** PAGE TEXT **
Abstract PDF Upgrade to Chat

Citations (3)

View on Semantic Scholar

Summary

The paper reveals that LoRA introduces intruder dimensions in weight matrices, fundamentally differing from the structural changes seen in full fine-tuning.
It demonstrates that although LoRA reduces forgetting in isolated tasks, cumulative intruder effects impair continual learning performance.
The study highlights that parameter settings such as rank and scaling factors are critical for balancing generalization and stability in model adaptation.

LoRA vs Full Fine-tuning: An Illusion of Equivalence

Introduction and Overview

The paper "LoRA vs Full Fine-tuning: An Illusion of Equivalence" explores the practical implications of Low-Rank Adaptation (LoRA) compared to full fine-tuning on LLMs. It argues that despite LoRA's efficiency in reducing trainable parameters, its solutions are structurally different from those derived through full fine-tuning. Specifically, LoRA introduces "intruder dimensions" in the weight matrices which do not appear in full fine-tuning. The study provides insights into how these differences impact model forgetting and performance within continual learning frameworks.

Structural Differences Between LoRA and Full Fine-tuning

LoRA and full fine-tuning produce distinct alterations to the pre-trained weights, as evidenced by the singular value decomposition (SVD) of their weight matrices. LoRA introduces intruder dimensions, which are high-ranking singular vectors that do not align with pre-trained vectors, while full fine-tuning maintains spectral properties closer to the original pre-trained model.

Figure 1: Characterizing structural differences between solutions learnt by LoRA versus Full Fine-tuning.

** MATERIAL PROVIDED **

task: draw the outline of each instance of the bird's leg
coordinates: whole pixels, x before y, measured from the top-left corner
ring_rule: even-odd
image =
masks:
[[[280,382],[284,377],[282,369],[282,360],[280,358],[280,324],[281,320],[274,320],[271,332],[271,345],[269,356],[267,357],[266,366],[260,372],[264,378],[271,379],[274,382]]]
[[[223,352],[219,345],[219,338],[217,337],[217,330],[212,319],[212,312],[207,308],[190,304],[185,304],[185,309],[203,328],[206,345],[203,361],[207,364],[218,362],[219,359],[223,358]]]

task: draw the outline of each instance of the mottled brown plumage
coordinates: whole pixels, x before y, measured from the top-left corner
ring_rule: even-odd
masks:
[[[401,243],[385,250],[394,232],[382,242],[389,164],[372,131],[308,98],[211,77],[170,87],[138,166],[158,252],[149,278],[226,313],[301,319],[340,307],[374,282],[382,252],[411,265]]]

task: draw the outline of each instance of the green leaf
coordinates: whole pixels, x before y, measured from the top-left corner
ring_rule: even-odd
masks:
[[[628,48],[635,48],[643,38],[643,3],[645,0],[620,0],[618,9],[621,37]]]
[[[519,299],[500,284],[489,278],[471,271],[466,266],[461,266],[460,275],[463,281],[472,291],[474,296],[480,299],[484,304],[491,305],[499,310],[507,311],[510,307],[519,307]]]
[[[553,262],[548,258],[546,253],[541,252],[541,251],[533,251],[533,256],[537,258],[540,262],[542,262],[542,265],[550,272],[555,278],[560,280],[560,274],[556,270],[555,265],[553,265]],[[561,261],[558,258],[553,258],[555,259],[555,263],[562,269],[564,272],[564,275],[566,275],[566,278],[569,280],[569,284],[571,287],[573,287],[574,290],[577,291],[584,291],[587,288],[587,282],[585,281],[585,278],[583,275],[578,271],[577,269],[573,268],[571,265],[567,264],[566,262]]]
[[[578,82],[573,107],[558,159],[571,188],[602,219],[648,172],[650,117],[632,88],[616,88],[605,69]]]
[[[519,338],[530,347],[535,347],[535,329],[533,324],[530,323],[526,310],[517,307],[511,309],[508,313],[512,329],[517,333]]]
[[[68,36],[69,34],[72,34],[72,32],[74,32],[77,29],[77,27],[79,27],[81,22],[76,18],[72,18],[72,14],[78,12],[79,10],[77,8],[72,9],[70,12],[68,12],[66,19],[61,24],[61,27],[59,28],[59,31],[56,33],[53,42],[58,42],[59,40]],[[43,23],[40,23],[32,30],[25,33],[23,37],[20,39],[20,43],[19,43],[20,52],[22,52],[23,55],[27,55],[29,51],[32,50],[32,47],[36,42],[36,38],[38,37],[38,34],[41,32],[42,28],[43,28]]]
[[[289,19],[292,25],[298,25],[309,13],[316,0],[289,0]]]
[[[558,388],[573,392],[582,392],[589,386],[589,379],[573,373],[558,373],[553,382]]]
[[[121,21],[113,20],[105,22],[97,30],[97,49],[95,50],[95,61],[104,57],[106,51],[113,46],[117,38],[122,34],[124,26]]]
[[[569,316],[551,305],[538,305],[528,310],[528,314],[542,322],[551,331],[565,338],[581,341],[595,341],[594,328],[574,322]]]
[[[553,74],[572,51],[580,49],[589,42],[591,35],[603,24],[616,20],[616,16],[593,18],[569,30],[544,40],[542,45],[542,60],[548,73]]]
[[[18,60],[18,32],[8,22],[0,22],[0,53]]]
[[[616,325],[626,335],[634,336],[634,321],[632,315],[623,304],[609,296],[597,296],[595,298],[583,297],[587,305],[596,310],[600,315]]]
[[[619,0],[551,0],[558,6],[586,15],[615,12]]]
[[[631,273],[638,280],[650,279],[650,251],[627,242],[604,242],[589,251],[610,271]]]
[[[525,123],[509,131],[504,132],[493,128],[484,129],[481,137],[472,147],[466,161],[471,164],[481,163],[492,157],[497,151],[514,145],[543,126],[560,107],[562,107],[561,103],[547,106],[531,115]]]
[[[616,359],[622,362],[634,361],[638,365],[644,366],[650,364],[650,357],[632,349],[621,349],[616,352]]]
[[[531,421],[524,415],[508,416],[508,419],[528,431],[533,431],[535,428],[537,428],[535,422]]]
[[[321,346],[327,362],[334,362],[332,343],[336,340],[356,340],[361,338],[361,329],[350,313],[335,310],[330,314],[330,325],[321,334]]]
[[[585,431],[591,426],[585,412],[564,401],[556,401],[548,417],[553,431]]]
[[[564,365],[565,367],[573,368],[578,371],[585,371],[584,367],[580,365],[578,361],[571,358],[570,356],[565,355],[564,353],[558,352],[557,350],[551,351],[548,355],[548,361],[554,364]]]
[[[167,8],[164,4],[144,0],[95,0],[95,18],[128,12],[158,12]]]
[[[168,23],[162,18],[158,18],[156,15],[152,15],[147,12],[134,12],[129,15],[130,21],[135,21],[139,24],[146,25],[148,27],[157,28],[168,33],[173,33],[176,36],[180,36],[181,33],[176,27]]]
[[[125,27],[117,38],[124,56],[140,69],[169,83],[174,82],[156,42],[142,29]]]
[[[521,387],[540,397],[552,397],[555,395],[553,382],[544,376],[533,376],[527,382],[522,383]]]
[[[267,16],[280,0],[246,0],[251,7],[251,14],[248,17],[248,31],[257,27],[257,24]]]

** PROBLEMS TO SOLVE **
• A. What do LoRA's intruder dimensions fail to align with, according to the page text?
• B. In the page text, starting at "The paper reveals" and ending at "in model adaptation.", swap "intruder" for "foreign" and give the passage back.
• C. Continue the write-up on LoRA versus full fine-tuning after its last line.

** RESULTS FOR EACH TASK **
• A. They do not align with pre-trained vectors.

• B.
The paper reveals that LoRA introduces foreign dimensions in weight matrices, fundamentally differing from the structural changes seen in full fine-tuning.
It demonstrates that although LoRA reduces forgetting in isolated tasks, cumulative foreign effects impair continual learning performance.
The study highlights that parameter settings such as rank and scaling factors are critical for balancing generalization and stability in model adaptation.

• C.
The paper introduces an algorithm to quantify these intruder dimensions, illustrating that their presence is significant in LoRA models especially as the rank increases, yet decreases when the rank surpasses a certain threshold. The introduction and accumulation of intruder dimensions are directly linked to the model's learning rate and dimension rank settings.

Forgetting and Out-of-Distribution (OOD) Generalization

LoRA models typically experience less forgetting than full fine-tuning models when evaluating performance across unrelated tasks or on samples from the pre-training distribution. However, the presence of intruder dimensions adversely affects out-of-distribution generalization. It is demonstrated that these dimensions are responsible for not just increased forgetting but also for modulating model performance when scaled.

Figure 2: As training progresses, models with intruder dimensions demonstrate more forgetting despite non-increasing test performance.

The study further examines the effect of the scaling factor $\alpha$ on LoRA's generalization capabilities, highlighting the critical nature of this parameter in maintaining balanced intruder dimensions and mitigating forgetting effects.

Continual Learning and Practical Implications

Intruder dimensions' impact is particularly pronounced in continual learning scenarios. LoRA models, despite showing less forgetting in isolated tasks, degrade quickly in a continual learning setup due to cumulative intruder dimensions across tasks, as demonstrated in the sequential task experiments.

Figure 3: Continual learning results indicate the cumulative impact of intruder dimensions on model performance.

The accumulation of intruder dimensions leads to noticeable performance drops in previously learned tasks, underlining the importance of addressing this aspect in setups requiring prolonged learning and adaptation.

Conclusion

The paper concludes that LoRA's solution spaces differ structurally from full fine-tuning, primarily due to the introduction of intruder dimensions which can detrimentally impact the model's out-of-distribution generalization and forgetting characteristics. These findings suggest that while LoRA provides computational advantages, careful consideration must be given to its parameter settings to optimize model stability and performance in diverse deployment scenarios.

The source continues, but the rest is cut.